**TEXT**
#####

Let's step back. How does an object spin? First imagine a rod, if you stretch (strain) the rod to be longer than its natural rest length then like a spring there is a force (stress) on the parts trying to compress it.

An object spins when it has some velocity in one direction and yet it the orthogonal direction it is too long (strained) so it has a stress in the orthogonal direction. You could imagine a spring with masses on the two ends. At rest it has a particular length.

When it spins it is longer and the two masses have a velocity orthogonal to the spring. It's literally longer and the parts are literally moving with respect to each other.

There is no way at all in which it is any way like the stationary spring. Just because it didn't stretch much doesn't mean it isn't stretched. A spinning object bulges at its equator, that's how it spins.

#####

**WRITTEN REQUEST 1**
According to the text on spinning objects, what happens to a spinning object at its equator?
The text on spinning objects has no connection to the listing.

**Raw records**
#####

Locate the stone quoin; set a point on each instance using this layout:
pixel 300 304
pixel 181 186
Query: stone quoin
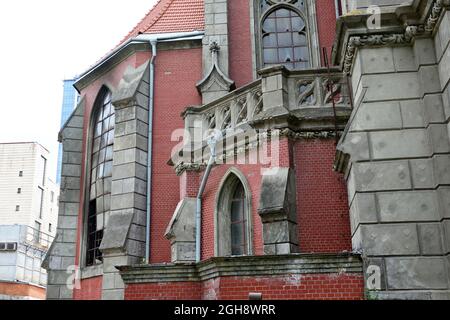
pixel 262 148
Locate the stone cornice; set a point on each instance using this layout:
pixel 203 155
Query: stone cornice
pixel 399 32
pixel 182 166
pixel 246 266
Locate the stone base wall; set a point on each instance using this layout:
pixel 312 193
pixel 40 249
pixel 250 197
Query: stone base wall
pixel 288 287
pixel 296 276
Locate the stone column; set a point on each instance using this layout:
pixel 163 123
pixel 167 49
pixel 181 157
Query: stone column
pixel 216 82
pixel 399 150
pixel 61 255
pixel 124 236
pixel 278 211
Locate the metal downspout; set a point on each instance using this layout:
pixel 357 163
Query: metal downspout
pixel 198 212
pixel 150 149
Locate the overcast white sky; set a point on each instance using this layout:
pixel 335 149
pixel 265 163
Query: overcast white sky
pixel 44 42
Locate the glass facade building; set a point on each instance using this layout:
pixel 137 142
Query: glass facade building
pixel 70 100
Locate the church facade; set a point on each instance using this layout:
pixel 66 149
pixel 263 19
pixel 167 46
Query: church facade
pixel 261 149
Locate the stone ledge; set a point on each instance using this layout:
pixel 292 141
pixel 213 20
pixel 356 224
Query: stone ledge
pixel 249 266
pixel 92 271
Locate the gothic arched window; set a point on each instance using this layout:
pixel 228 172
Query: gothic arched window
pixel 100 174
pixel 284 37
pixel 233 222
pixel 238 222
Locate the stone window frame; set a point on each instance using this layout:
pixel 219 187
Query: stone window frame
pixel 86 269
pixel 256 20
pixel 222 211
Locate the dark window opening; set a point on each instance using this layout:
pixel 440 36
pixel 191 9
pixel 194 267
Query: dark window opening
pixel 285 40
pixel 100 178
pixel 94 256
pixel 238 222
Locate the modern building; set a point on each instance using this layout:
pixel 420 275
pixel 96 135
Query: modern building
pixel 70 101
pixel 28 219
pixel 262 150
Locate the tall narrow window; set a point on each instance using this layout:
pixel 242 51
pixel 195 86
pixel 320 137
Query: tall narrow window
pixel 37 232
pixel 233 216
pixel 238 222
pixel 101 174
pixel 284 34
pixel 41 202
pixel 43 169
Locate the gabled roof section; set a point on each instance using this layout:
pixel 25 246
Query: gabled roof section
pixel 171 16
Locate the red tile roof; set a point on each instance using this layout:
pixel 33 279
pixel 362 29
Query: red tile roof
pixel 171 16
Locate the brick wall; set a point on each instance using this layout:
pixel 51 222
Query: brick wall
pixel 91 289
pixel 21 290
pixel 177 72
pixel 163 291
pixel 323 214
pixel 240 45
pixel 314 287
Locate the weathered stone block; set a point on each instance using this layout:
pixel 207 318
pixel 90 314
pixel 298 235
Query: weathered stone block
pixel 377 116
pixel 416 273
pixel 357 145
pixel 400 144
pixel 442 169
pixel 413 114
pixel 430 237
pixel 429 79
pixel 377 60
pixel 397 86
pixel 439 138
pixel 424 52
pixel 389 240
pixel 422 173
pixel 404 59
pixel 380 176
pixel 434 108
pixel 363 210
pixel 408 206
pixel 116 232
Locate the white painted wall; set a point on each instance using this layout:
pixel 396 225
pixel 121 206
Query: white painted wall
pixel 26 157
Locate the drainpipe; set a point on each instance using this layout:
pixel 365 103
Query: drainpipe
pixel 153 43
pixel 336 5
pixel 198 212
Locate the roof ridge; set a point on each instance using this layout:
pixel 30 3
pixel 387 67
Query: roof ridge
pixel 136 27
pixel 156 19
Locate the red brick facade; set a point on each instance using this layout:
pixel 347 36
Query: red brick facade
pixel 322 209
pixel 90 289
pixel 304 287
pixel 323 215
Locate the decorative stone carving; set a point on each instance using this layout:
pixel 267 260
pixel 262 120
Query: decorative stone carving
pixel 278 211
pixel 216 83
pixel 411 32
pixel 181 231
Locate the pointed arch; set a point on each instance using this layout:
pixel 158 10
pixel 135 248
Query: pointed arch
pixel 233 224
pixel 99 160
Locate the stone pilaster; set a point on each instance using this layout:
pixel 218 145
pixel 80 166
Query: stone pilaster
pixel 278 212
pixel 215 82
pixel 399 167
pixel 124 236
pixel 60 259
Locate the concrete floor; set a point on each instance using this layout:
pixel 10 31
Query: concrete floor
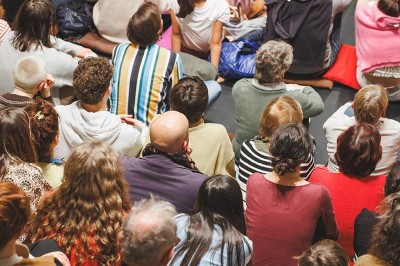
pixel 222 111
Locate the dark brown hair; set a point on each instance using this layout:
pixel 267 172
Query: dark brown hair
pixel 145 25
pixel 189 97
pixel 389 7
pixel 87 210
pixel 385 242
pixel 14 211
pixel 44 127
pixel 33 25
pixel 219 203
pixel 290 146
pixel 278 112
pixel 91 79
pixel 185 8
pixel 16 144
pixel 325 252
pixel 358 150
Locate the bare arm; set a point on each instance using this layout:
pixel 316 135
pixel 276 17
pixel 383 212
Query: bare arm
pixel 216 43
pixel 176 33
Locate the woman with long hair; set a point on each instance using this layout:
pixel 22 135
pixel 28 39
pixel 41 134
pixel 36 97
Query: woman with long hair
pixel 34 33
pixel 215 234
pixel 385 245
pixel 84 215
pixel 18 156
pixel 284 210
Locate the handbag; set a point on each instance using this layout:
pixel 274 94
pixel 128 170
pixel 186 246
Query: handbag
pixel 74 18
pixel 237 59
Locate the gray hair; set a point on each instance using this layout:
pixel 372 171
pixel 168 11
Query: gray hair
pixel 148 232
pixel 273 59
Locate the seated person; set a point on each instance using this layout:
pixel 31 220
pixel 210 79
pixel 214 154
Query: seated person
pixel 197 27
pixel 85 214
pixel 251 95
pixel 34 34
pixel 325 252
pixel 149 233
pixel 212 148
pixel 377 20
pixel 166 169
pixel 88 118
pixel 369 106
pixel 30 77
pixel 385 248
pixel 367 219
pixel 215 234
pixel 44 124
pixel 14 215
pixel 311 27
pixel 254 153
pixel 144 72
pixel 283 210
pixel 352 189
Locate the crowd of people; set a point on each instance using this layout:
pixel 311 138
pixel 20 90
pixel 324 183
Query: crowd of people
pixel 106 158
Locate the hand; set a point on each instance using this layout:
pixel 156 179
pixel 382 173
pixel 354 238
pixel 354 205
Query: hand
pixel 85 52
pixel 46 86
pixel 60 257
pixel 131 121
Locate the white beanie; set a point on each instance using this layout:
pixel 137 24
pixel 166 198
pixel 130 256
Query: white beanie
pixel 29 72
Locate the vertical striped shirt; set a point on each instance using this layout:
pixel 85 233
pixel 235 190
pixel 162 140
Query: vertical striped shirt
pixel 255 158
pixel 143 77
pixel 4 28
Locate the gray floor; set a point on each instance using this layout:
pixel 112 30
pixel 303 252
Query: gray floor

#####

**WRITTEN REQUEST 2**
Arrange the lines of the listing as a numbered list, from its first line up to and including the line with "pixel 246 266", leaving out blank lines and pictures.

**CORRECT RESULT 1**
It bulges at its equator.

**CORRECT RESULT 2**
1. Locate the stone quoin; set a point on each instance using this layout:
2. pixel 300 304
3. pixel 181 186
4. Query: stone quoin
5. pixel 262 148
6. Locate the stone cornice; set a point on each instance using this layout:
7. pixel 203 155
8. Query: stone cornice
9. pixel 399 32
10. pixel 182 166
11. pixel 246 266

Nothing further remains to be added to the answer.